EXERCISE AIM: Your task is to set down the records below again, exactly.

LISTED ENTRIES:
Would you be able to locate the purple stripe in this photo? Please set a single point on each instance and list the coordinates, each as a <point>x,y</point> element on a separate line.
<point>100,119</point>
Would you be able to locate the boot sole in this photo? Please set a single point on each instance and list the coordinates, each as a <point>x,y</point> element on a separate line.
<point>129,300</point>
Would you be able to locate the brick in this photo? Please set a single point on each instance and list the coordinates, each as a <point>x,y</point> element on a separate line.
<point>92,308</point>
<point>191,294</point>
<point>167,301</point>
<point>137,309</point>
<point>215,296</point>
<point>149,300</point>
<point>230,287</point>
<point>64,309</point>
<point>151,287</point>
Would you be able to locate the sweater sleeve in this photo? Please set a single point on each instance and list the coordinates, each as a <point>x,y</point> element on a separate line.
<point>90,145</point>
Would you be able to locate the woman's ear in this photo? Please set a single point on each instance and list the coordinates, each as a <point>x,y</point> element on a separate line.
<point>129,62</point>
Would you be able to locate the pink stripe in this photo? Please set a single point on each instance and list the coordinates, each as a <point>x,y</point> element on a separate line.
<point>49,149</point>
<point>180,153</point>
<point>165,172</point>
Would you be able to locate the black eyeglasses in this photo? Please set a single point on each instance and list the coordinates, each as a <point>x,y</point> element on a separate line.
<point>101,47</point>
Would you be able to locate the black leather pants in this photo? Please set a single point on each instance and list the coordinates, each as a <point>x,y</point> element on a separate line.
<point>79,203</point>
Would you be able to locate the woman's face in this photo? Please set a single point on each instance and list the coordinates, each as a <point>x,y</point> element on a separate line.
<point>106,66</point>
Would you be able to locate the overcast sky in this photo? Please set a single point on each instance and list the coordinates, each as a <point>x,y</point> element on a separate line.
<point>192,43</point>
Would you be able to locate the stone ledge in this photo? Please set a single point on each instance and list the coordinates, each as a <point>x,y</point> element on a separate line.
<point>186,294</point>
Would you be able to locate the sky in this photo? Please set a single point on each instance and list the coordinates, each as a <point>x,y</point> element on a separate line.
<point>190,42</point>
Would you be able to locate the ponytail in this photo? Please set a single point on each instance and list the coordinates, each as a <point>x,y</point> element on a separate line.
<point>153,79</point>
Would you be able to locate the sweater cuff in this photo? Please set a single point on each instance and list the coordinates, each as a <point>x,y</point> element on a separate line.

TASK RESPONSE:
Would you be able to locate the purple stripe in this photo? Please set a single point on each instance and list the coordinates, each as a <point>x,y</point> element on a separate line.
<point>100,119</point>
Would you be able to locate the boot sole in this photo? Please set a single point on each instance and list the coordinates, each as a <point>x,y</point> element on a separate line.
<point>129,300</point>
Would you be able to locate the brick in this photo? Please set a single point on each instance and list the coordinates, each as a <point>x,y</point> element on a separate line.
<point>92,308</point>
<point>191,294</point>
<point>167,301</point>
<point>137,309</point>
<point>215,296</point>
<point>149,300</point>
<point>230,287</point>
<point>64,309</point>
<point>151,287</point>
Would you be able to locate the sweater sleeve in this photo? Please set a single point on each instance and list the coordinates, each as a <point>x,y</point> element on a separate line.
<point>90,145</point>
Would you be able to locate the woman's ear in this photo? Please set a single point on each instance and list the coordinates, each as a <point>x,y</point> element on a separate line.
<point>129,62</point>
Would you be able to locate the pink stripe in this photo? Please set a single point on each instance and list the coordinates, each as a <point>x,y</point> element on a separate line.
<point>49,149</point>
<point>180,153</point>
<point>165,172</point>
Would you be able to locate the black eyeglasses in this photo? Please set a single point on each instance and list the coordinates, each as a <point>x,y</point> element on a separate line.
<point>101,47</point>
Would you be able to locate the black leather pants in this photo? Please set a single point on each instance and list the coordinates, each as a <point>x,y</point> element on a separate line.
<point>79,203</point>
Would you be able to locate the woman's face in this photo? Please set a single point on each instance and list the coordinates, each as a <point>x,y</point> element on a separate line.
<point>106,66</point>
Would you be able to locate the overcast sky in this photo? Please set a single point on each instance and list the coordinates, each as a <point>x,y</point> element on a separate line.
<point>192,43</point>
Would you be able to locate the stone ledge in this photo? Please set a single point on each instance and list the coordinates, each as a <point>x,y</point> element on a separate line.
<point>186,294</point>
Would you be able to locate the sky in this photo? Please set a single point on each instance and list the coordinates, each as a <point>x,y</point> element on a separate line.
<point>190,42</point>
Would you be able to locate the ponytail in this photo? Please set a single point on each instance and list the coordinates, each as a <point>x,y</point> element on a separate line.
<point>153,79</point>
Would you be able to locate the sweater cuff in this photo? Please set a single point on each instance and list the coordinates, each as a <point>x,y</point> element on a separate line.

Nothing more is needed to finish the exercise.